> **SELECTED EXTRACT**:
[START]

Childhood, A Time Before Being Transgender

My hands dig deep in the blue-and-black striped cotton basket with the smiling snail on it. The boy next to me just fished out a cowboy head, and the girl from next door is trying on the wings of a fairy costume. I’m looking for something very specific. I know it’s in there, but my tiny arms are too short to reach the bottom. I start emptying the basket, littering the living room with the costumes. From behind the Pterosaur outfit I wore last Halloween, I spot a golden sparkle. With a big sigh, I grab it with the tips of my fingers, and a golden sequin top flies out of the basket.
The others are already in costume, dressed according to their gender. The boys are pirates, cowboys, firemen. There’s even an Elvis walking around somewhere. Almost all the girls are princesses. No surprise there.
And then there’s me.
I’m wearing the sequin top that reflects the afternoon sun that radiates into a million specks of light through the street filled with children. My belly button is visible. A whole part of my back too. On my head, I’m wearing a white kitchen cloth which I tuck behind my ears to hide the buzz cut underneath. To finish it off, I’m wearing my mother’s oversized heels.

[END]

> **TASK 1**:
List the three things the narrator puts on for the costume, as named in the last paragraph of the dress-up passage.
> **TASK 2**:
Carry on the dress-up passage from its final sentence, keeping its first-person, present-tense voice.
The dataset records have nothing to do with this.

[Dataset records]

[START]

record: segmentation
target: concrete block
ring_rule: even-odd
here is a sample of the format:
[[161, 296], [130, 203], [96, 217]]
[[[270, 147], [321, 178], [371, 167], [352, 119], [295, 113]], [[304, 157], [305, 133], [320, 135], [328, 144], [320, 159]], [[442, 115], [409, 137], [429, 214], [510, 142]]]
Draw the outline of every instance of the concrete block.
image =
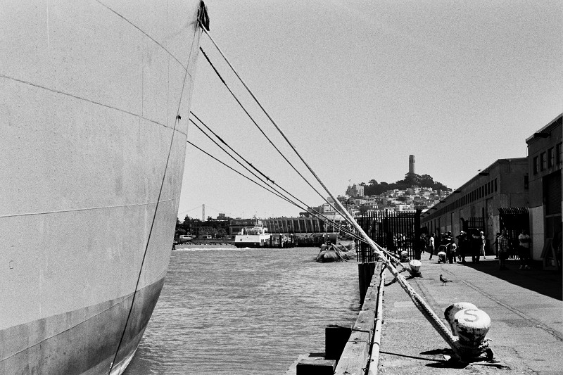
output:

[END]

> **RIGHT ANSWER 1**:
- The golden sequin top
- A white kitchen cloth worn on the head
- The narrator's mother's oversized heels

> **RIGHT ANSWER 2**:
Running from my driveway, I proudly join the others. I scream and I laugh and we play silly games, chasing each other from one side of the street to the other. They don’t pay any attention to the costume I chose to wear. They don’t even ask me what I’m dressed as.
What was I dressed as? I guess… as a girl.
Some of the mothers are standing on the sidewalks, chatting amongst each other, occasionally screaming at one of their kids. When I walk past one of them, I feel her eyes on me. It’s the scary-looking mother that lives in the house at the end of the street. Her children are two of my favorite playmates. She says something to the mother next to her and they both look in my direction. I hear her say something like, “Look at him. Can’t he wear normal clothes for a change?”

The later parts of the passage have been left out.